Copy the material below word for word, starting at the line that contains "task: provide the mask of every instance of the chrome" and ending at the end of the material. Leave the pictures out.

:::

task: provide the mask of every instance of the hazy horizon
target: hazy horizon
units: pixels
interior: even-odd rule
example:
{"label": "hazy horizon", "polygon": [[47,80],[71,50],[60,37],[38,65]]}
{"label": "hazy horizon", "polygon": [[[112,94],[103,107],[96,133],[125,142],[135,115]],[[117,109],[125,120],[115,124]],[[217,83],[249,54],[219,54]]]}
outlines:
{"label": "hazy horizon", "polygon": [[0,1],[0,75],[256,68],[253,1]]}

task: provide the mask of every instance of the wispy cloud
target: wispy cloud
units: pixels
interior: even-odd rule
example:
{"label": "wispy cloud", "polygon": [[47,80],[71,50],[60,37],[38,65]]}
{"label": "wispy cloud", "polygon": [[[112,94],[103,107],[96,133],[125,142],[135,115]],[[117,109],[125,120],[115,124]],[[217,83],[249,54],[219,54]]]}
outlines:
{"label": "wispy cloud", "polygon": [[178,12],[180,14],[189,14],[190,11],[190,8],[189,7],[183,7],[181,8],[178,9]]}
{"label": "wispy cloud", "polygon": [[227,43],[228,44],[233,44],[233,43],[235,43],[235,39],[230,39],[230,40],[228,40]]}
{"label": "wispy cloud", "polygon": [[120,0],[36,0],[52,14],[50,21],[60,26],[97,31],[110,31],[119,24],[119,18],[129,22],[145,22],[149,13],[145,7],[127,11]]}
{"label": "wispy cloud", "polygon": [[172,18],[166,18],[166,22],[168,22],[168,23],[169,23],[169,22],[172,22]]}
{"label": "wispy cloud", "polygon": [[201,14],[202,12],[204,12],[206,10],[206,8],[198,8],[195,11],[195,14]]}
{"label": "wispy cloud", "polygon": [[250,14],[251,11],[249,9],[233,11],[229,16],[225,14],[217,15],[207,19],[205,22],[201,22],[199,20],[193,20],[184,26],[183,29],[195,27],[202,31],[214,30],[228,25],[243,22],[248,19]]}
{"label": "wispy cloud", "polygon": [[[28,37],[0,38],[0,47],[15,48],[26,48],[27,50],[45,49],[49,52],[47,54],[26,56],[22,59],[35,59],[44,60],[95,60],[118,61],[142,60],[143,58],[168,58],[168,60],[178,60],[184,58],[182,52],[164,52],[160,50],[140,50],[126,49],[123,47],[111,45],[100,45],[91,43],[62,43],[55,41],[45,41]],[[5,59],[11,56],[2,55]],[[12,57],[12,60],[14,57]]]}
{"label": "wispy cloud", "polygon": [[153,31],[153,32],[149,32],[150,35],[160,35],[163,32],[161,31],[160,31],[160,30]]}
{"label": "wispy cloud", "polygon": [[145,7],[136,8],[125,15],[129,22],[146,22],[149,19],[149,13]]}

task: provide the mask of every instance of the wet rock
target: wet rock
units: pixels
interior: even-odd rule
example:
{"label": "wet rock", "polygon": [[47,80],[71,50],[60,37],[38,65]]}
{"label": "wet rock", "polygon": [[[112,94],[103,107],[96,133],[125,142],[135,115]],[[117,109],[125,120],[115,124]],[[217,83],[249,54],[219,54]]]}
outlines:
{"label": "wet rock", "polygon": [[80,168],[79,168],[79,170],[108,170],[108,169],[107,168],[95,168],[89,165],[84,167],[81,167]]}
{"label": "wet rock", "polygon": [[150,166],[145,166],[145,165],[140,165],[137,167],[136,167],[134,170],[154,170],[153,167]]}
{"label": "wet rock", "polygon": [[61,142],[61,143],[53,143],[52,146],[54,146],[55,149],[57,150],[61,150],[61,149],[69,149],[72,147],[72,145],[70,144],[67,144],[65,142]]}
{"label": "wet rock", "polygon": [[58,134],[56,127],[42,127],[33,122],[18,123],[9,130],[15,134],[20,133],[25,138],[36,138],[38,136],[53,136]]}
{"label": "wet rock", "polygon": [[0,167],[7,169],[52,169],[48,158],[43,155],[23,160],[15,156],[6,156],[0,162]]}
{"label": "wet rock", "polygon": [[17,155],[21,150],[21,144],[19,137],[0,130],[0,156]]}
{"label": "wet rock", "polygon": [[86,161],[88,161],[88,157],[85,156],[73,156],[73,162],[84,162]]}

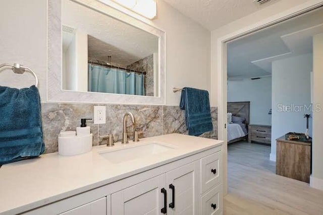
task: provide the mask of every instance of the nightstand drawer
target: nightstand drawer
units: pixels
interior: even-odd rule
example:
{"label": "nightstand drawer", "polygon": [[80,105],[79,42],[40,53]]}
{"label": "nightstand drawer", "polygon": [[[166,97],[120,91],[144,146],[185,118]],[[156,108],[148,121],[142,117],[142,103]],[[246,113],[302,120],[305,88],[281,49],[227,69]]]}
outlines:
{"label": "nightstand drawer", "polygon": [[249,125],[249,142],[252,141],[262,144],[272,142],[272,127],[270,125]]}
{"label": "nightstand drawer", "polygon": [[272,136],[270,134],[252,133],[251,134],[251,140],[253,141],[272,141]]}
{"label": "nightstand drawer", "polygon": [[266,127],[252,127],[251,133],[270,134],[272,128]]}

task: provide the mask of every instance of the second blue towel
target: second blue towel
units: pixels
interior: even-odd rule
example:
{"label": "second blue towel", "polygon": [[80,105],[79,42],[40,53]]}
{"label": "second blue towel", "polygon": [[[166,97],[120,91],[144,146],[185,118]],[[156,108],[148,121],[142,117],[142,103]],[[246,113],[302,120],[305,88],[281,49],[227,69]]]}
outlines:
{"label": "second blue towel", "polygon": [[182,90],[180,107],[185,110],[188,134],[198,136],[213,130],[207,91],[191,88]]}

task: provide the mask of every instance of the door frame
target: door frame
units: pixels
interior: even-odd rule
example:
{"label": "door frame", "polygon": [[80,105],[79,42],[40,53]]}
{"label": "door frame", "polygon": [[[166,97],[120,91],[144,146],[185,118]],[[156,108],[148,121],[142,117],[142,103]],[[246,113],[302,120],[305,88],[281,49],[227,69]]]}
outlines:
{"label": "door frame", "polygon": [[[323,6],[322,0],[309,0],[282,13],[264,19],[259,22],[249,25],[237,31],[218,38],[217,45],[217,71],[212,69],[211,76],[216,77],[217,102],[218,106],[218,135],[223,140],[224,194],[228,193],[228,142],[227,139],[227,43],[234,39],[255,33],[265,28],[293,18]],[[216,73],[214,75],[214,73]]]}

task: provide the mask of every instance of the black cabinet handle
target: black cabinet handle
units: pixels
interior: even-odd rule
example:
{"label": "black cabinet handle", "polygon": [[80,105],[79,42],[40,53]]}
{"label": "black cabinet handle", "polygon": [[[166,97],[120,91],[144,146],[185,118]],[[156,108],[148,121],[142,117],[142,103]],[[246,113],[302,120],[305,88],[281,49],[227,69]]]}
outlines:
{"label": "black cabinet handle", "polygon": [[170,184],[170,188],[172,189],[173,193],[172,193],[172,198],[173,198],[173,201],[170,203],[170,207],[174,208],[175,207],[175,186],[173,184]]}
{"label": "black cabinet handle", "polygon": [[213,209],[215,210],[217,208],[217,204],[213,204],[213,203],[211,204],[211,207],[213,207]]}
{"label": "black cabinet handle", "polygon": [[162,192],[164,193],[164,207],[160,210],[160,212],[163,213],[166,213],[167,212],[167,191],[165,188],[162,188]]}
{"label": "black cabinet handle", "polygon": [[214,175],[217,174],[217,169],[212,169],[211,172]]}

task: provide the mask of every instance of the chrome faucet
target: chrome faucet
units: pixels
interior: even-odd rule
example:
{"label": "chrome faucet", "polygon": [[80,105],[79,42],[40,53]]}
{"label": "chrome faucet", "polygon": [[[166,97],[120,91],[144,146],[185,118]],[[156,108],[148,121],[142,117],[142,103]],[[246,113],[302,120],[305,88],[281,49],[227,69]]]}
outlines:
{"label": "chrome faucet", "polygon": [[123,116],[123,131],[122,142],[121,142],[122,144],[127,144],[129,142],[128,141],[128,135],[127,134],[127,120],[128,119],[128,116],[130,116],[130,117],[131,118],[131,122],[133,124],[136,123],[135,117],[132,113],[127,112],[125,114],[124,116]]}

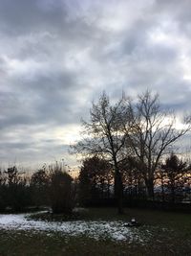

:::

§ Task output
task: provide the mask of every instance of the chrome faucet
target: chrome faucet
units: pixels
interior: even-odd rule
example:
{"label": "chrome faucet", "polygon": [[80,105],[79,42],[40,53]]}
{"label": "chrome faucet", "polygon": [[[166,97],[120,91],[144,146],[185,118]],[[156,108],[148,121],[142,117],[142,103]],[[246,113],[302,120],[305,88],[281,49],[227,69]]]}
outlines:
{"label": "chrome faucet", "polygon": [[123,116],[123,131],[122,142],[121,142],[122,144],[127,144],[129,142],[128,141],[128,135],[127,134],[127,120],[128,119],[128,116],[130,116],[130,117],[131,118],[131,122],[133,124],[136,123],[135,117],[132,113],[127,112],[125,114],[124,116]]}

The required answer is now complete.